> **ENTRIES SUPPLIED**:
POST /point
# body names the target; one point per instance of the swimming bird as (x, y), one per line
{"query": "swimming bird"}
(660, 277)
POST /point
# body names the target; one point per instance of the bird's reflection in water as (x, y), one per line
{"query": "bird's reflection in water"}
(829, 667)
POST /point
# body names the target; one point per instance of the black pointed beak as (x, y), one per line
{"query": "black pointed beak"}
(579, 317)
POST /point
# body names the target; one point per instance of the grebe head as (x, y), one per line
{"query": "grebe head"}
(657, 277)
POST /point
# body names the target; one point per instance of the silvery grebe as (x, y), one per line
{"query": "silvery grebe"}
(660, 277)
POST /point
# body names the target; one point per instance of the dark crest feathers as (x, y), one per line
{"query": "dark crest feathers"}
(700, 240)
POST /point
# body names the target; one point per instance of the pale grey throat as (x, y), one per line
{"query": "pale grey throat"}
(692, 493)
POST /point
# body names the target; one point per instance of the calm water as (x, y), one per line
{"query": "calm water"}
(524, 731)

> **EXERCISE BRIEF**:
Copy all of the entries above word for word, keeping every line as it appears.

> **OUTPUT**:
POST /point
# body names the target; one point per instance of the swimming bird as (x, y), one per line
{"query": "swimming bird"}
(660, 277)
POST /point
# body names the target; one point per instance of the bird's reflection in water as (x, y), one per line
{"query": "bird's reflection in water"}
(829, 667)
POST /point
# body names the target; one point per instance of the black pointed beak as (x, y), one per line
{"query": "black pointed beak"}
(579, 317)
POST /point
# body names the target; one point per instance of the grebe head as (x, y), one per line
{"query": "grebe head"}
(657, 277)
POST /point
# body names the target; one point per instance of the silvery grebe as (x, y), one per line
{"query": "silvery grebe"}
(660, 277)
POST /point
# body names the target; one point per instance of the dark crest feathers as (x, y), one per line
{"query": "dark crest feathers"}
(700, 240)
POST /point
# body names the target; one point per instance of the pale grey throat as (x, y), one per line
{"query": "pale grey throat"}
(692, 493)
POST /point
# body names the target; one point per instance of the calm water as (x, y), one per line
{"query": "calm water"}
(524, 731)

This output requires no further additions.